Turn all the rows below into a numbered list, skipping any blank lines. Leave the pictures out of your answer.

:::::

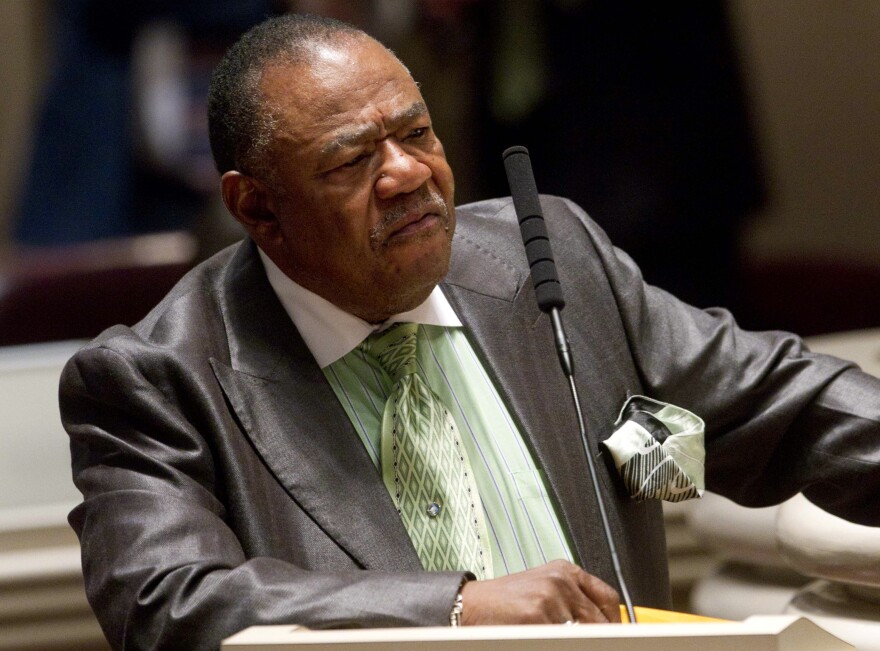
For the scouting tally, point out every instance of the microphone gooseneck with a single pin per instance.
(548, 292)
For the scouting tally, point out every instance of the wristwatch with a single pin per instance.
(455, 613)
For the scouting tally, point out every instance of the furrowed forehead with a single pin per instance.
(355, 135)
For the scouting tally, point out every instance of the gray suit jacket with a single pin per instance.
(224, 485)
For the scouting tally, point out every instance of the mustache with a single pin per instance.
(424, 200)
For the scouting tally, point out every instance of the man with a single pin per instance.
(228, 482)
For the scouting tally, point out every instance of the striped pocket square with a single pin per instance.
(658, 450)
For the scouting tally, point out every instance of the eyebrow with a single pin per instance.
(357, 135)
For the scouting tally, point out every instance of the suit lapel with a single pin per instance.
(513, 339)
(292, 417)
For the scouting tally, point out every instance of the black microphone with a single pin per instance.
(518, 166)
(548, 293)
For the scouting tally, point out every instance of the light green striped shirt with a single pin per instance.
(524, 529)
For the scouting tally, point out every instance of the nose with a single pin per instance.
(401, 172)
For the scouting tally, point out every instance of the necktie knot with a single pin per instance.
(395, 349)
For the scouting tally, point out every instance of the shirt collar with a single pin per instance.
(330, 332)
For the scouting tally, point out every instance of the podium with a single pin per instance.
(761, 633)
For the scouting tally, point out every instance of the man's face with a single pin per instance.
(361, 189)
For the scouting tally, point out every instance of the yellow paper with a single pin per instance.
(657, 616)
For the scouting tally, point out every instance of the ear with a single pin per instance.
(247, 199)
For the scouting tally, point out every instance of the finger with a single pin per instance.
(602, 597)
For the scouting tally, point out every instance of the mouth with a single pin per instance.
(406, 222)
(413, 224)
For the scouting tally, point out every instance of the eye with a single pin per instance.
(417, 133)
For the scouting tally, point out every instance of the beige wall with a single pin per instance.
(813, 67)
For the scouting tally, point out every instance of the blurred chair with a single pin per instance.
(810, 297)
(76, 291)
(768, 555)
(750, 576)
(42, 599)
(843, 557)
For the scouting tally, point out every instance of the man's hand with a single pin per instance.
(550, 594)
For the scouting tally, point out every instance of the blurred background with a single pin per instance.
(733, 148)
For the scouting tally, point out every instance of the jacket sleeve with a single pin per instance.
(779, 418)
(163, 566)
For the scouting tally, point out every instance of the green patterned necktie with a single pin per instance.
(424, 464)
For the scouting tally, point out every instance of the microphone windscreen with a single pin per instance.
(527, 205)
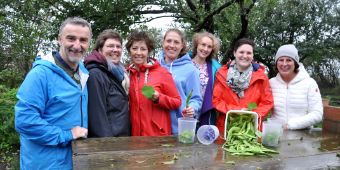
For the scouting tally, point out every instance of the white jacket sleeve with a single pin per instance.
(315, 109)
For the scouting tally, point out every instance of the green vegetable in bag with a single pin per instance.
(148, 91)
(188, 99)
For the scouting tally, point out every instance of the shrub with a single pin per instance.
(9, 137)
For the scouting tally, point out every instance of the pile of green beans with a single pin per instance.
(242, 137)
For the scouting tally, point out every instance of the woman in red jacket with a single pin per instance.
(242, 82)
(149, 117)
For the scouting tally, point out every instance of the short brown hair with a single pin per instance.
(136, 36)
(243, 41)
(197, 38)
(74, 21)
(103, 36)
(184, 41)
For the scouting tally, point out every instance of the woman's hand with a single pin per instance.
(188, 112)
(155, 96)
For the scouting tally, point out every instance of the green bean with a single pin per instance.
(241, 138)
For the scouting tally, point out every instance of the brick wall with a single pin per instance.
(331, 119)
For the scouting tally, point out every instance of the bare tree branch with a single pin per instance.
(153, 18)
(217, 11)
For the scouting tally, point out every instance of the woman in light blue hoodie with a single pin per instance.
(185, 74)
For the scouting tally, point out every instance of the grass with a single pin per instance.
(9, 159)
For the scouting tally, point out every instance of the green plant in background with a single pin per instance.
(9, 140)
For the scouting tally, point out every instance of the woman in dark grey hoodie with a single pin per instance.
(108, 106)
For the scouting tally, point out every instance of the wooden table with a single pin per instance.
(307, 149)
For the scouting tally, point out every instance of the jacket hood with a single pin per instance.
(48, 61)
(301, 75)
(95, 57)
(179, 61)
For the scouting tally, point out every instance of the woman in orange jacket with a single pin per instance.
(242, 82)
(149, 116)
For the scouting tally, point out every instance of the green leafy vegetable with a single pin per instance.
(252, 106)
(242, 136)
(188, 99)
(148, 91)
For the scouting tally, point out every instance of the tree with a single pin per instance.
(313, 26)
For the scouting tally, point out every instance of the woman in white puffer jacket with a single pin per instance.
(297, 99)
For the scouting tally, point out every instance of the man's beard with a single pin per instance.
(74, 59)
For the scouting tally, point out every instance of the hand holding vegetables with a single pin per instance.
(150, 93)
(188, 112)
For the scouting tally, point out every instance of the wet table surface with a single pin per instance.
(307, 149)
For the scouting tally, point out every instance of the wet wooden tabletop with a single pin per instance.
(307, 149)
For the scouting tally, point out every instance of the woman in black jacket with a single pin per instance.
(107, 87)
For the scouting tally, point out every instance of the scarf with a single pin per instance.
(239, 81)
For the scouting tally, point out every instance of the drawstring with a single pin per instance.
(171, 67)
(146, 76)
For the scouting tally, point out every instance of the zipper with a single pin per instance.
(286, 112)
(81, 111)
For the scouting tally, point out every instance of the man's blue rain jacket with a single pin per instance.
(50, 103)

:::::

**EXERCISE RESULT:**
1. For the scouting tally, point out every instance of the microphone gooseneck with a single pin per instance.
2. (548, 292)
3. For the scouting tally, point out every instance of the wristwatch with a single pin per instance.
4. (455, 613)
5. For the scouting tally, point out every instance of the furrowed forehead with a single pin per instance.
6. (355, 135)
7. For the scouting tally, point out every instance of the gray suit jacket with a single pin per instance.
8. (224, 485)
9. For the scouting tally, point out every instance of the mustache with a single pin per instance.
10. (424, 200)
11. For the scouting tally, point out every instance of the man with a single pin per instance.
12. (228, 482)
13. For the scouting tally, point out every instance of the striped pocket square with a single pin per instance.
14. (658, 450)
15. For the scouting tally, point out every instance of the eyebrow with a single pin per instance.
16. (357, 135)
17. For the scouting tally, point out every instance of the suit lapel with a single pin per instance.
18. (513, 339)
19. (292, 417)
20. For the scouting tally, point out every instance of the black microphone with a single pin per instance.
21. (518, 166)
22. (548, 293)
23. For the scouting tally, point out every instance of the light green striped shirt with a single pin per instance.
24. (524, 529)
25. For the scouting tally, point out every instance of the nose with a single pin per instance.
26. (401, 172)
27. For the scouting tally, point out every instance of the necktie knot with a single pin per instance.
28. (395, 349)
29. For the scouting tally, point out every instance of the shirt collar with a single pin per instance.
30. (330, 332)
31. For the scouting tally, point out every instance of the podium with a single pin per instance.
32. (761, 633)
33. For the scouting tally, point out every instance of the man's face with a single pin per instance.
34. (361, 189)
35. For the scouting tally, point out every instance of the yellow paper with a single pin per instance.
36. (657, 616)
37. For the scouting tally, point out every instance of the ear with a single pin per instance.
38. (247, 199)
39. For the scouting tally, point out every instance of the finger with a single pin per instance.
40. (602, 597)
41. For the scouting tally, point out every instance of the mouth with a single pin per instance.
42. (406, 222)
43. (413, 224)
44. For the scouting tally, point out every instance of the eye with a single pin per instance.
45. (417, 133)
46. For the scouting tally, point out every instance of the beige wall with a single pin per instance.
47. (813, 67)
48. For the scouting tally, point out every instance of the blurred chair with a single pin per instance.
49. (810, 297)
50. (76, 291)
51. (768, 555)
52. (750, 576)
53. (42, 599)
54. (843, 557)
55. For the scouting tally, point out every instance of the man's hand with a single pin per instance.
56. (550, 594)
57. For the scouting tally, point out every instance of the blurred background with a single pin per instance.
58. (733, 148)
59. For the scouting tally, point out every instance of the jacket sleeve with a single pin per instance.
60. (779, 418)
61. (163, 566)
62. For the scouting tally, point out every instance of the green patterned necktie with a single pin per instance.
63. (424, 464)
64. For the scouting tally, point out every instance of the microphone windscreen with a single pin per instance.
65. (527, 205)
66. For the scouting tally, point out every instance of the white jacket sleeve with a single pin per instance.
67. (315, 109)
68. For the scouting tally, point out every instance of the green vegetable in bag with a single pin per instance.
69. (148, 91)
70. (188, 99)
71. For the scouting tally, point out every instance of the shrub with a single pin per instance.
72. (9, 137)
73. For the scouting tally, point out every instance of the pile of green beans with a single pin per instance.
74. (242, 137)
75. For the scouting tally, point out every instance of the woman in red jacket with a single pin per instance.
76. (242, 82)
77. (149, 117)
78. For the scouting tally, point out every instance of the short brown hair with a single pin per instance.
79. (136, 36)
80. (243, 41)
81. (197, 38)
82. (74, 21)
83. (103, 36)
84. (184, 41)
85. For the scouting tally, point out every instance of the woman's hand with a single pin per instance.
86. (188, 112)
87. (155, 96)
88. For the scouting tally, point out every instance of the green bean with a single pin per instance.
89. (241, 138)
90. For the scouting tally, point out every instance of the brick wall with a single pin per instance.
91. (331, 119)
92. For the scouting tally, point out every instance of the bare tree branch with a single pin per instance.
93. (153, 18)
94. (217, 11)
95. For the scouting tally, point out every instance of the woman in light blue hoodie with a single pin per instance.
96. (185, 74)
97. For the scouting tally, point out every instance of the grass with a single pin per instance.
98. (9, 159)
99. For the scouting tally, point out every instance of the green plant in background with a single pin per instance.
100. (9, 140)
101. For the scouting tally, point out every instance of the woman in dark grey hoodie with a single pin per instance.
102. (108, 106)
103. For the scouting tally, point out every instance of the wooden table with a single pin per instance.
104. (307, 149)
105. For the scouting tally, point out every instance of the jacket hood with a single pin per instance.
106. (48, 61)
107. (301, 75)
108. (95, 57)
109. (179, 61)
110. For the scouting tally, point out every instance of the woman in orange jacket with a single pin per instance.
111. (242, 82)
112. (149, 116)
113. For the scouting tally, point out every instance of the green leafy vegetable with a single pin per instance.
114. (252, 106)
115. (242, 136)
116. (188, 99)
117. (148, 91)
118. For the scouting tally, point out every instance of the tree with a single pin per instance.
119. (313, 26)
120. For the scouting tally, point out every instance of the woman in white puffer jacket with a single pin per instance.
121. (297, 99)
122. For the scouting tally, point out every instance of the man's beard with a single pin per instance.
123. (74, 59)
124. For the scouting tally, point out every instance of the hand holding vegetables with a single pin per instance.
125. (150, 93)
126. (188, 112)
127. For the scouting tally, point out every instance of the wet table surface with a single pin per instance.
128. (307, 149)
129. For the scouting tally, point out every instance of the wet wooden tabletop with a single pin per instance.
130. (307, 149)
131. For the scouting tally, point out every instance of the woman in black jacket with a single pin per instance.
132. (107, 87)
133. For the scouting tally, point out every instance of the scarf with a single pin per instance.
134. (239, 81)
135. For the scouting tally, point out every instance of the drawstring with a single pin per instance.
136. (171, 67)
137. (146, 76)
138. For the scouting tally, point out every instance of the zipper with a single pin per instance.
139. (286, 112)
140. (81, 111)
141. For the scouting tally, point out every instance of the man's blue rain jacket with a single pin per instance.
142. (50, 103)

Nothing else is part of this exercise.